── Exercise inputs

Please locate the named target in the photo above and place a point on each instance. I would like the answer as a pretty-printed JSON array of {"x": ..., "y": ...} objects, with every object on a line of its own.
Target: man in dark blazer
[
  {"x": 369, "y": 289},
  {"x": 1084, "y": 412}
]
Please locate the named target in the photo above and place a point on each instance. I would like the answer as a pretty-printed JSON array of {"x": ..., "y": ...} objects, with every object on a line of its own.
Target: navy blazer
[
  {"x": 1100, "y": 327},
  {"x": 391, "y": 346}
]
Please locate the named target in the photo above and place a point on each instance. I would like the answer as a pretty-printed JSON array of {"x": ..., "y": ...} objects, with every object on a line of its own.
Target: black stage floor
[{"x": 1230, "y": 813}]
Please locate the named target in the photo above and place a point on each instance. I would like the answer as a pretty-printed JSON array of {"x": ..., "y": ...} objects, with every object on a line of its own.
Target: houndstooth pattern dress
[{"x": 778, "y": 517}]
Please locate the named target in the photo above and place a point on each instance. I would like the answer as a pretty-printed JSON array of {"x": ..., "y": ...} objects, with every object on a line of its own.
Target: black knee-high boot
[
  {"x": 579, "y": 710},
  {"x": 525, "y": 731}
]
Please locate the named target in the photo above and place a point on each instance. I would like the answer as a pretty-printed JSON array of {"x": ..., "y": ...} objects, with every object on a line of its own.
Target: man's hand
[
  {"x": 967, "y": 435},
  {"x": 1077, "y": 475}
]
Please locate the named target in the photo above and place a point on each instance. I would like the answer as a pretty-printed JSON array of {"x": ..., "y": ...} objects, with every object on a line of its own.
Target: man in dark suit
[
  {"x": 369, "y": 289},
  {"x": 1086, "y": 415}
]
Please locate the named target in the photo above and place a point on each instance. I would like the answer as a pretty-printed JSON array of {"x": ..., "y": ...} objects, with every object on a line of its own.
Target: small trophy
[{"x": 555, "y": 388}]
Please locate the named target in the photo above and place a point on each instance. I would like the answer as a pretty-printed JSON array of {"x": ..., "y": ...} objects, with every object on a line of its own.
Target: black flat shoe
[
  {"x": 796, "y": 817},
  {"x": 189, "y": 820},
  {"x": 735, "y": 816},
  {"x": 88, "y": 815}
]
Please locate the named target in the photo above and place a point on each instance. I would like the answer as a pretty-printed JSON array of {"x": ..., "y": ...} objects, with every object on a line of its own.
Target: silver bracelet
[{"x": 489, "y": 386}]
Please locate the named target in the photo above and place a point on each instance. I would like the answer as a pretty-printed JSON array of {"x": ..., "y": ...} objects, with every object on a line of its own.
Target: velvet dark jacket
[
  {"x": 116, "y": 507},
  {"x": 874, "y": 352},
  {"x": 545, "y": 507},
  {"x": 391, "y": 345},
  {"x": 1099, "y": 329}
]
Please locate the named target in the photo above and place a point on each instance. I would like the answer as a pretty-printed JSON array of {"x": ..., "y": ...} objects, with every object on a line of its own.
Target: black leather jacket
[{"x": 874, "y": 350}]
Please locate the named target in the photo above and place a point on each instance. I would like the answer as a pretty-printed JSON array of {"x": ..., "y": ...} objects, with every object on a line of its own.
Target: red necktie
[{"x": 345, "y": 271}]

────

## Exercise objective
A reply that repeats all the data exactly is required.

## Task result
Please locate the named target in the photo above and place a point on each instance. I would like the answer as a pretty-printed JSON array of {"x": ..., "y": ...} objects, with every object on a line of its own.
Target: man in dark blazer
[
  {"x": 369, "y": 289},
  {"x": 1084, "y": 412}
]
Please locate the named target in the photo above and place a point on each instance. I would like the answer as a pretty-printed JSON array of {"x": ..., "y": ...} objects, with every object on a line of its own.
Target: navy blazer
[
  {"x": 1100, "y": 327},
  {"x": 391, "y": 346}
]
Please locate the named target in the photo above and place a point on each instance. I would like the answer as a pretty-printed JSON array of {"x": ..., "y": ...} objects, with every object on a line of its own.
Target: black stage floor
[{"x": 1230, "y": 813}]
Please locate the named target in the photo above and place a point on each instance. I would like the answer as a pretty-printed JSON array of {"x": ..., "y": ...} objects, with every object on a line of its own.
Target: houndstooth pattern dress
[{"x": 778, "y": 517}]
Please locate the named target in the photo above and place a point on each instance. I would like the answer as a pretty-printed JSON array of {"x": ..., "y": ...} objects, with every object on a line of its own.
Target: black knee-high boot
[
  {"x": 579, "y": 710},
  {"x": 525, "y": 731}
]
Please locate the named target in the photo above and place a point on each instance. I would like the answer as a pretty-printed JSON array of {"x": ..., "y": ...} objects, with every object on a line of its own.
Target: man's hand
[
  {"x": 967, "y": 435},
  {"x": 1077, "y": 475}
]
Please locate the named target in the photo above and place a point on each instance. I would like the answer as a pretty-printed JSON array of {"x": ..., "y": ...} objects, with every object on a line of its own.
Target: man in dark suit
[
  {"x": 369, "y": 289},
  {"x": 1086, "y": 415}
]
Please locate the named target in the photo above and place a point on each instance. I would like the answer as a pretty-printed JSON array of {"x": ..., "y": ...} objects, with every object on a line of its own.
Target: small trophy
[{"x": 555, "y": 388}]
Please locate the named target in the photo above and place a point on each instance. I would like the answer as a pretty-printed JSON array of {"x": ..., "y": ...} objects, with every object on a line of its own.
Target: black flat shoe
[
  {"x": 796, "y": 817},
  {"x": 189, "y": 820},
  {"x": 735, "y": 816},
  {"x": 88, "y": 815}
]
Please locate the named target in the photo above and place a point on each instance. I would like the answer as a pretty-printed JSON array of {"x": ..., "y": ...} objects, with every object on a line of its own.
Target: silver bracelet
[{"x": 489, "y": 386}]
Please locate the named target in the photo above and place a point on each instance. I would like the answer as a pretty-printed JSON array of {"x": ..., "y": ...} objects, with every object on a line of its own.
Target: velvet dark jacket
[
  {"x": 116, "y": 507},
  {"x": 874, "y": 352},
  {"x": 545, "y": 507},
  {"x": 391, "y": 345},
  {"x": 1099, "y": 329}
]
Please locate the named target in the photo above and place a point on each instance. I would like the answer as a pretty-printed JSON array of {"x": ..., "y": ...} objects, with every object on a line of its own.
Target: black leather jacket
[{"x": 874, "y": 350}]
Please locate the named target in the photo above and place a point on each instance. I would like the answer as a pretty-printed JSON array of {"x": ..., "y": ...} objects, with every object on a line of its own.
Target: red necktie
[{"x": 345, "y": 271}]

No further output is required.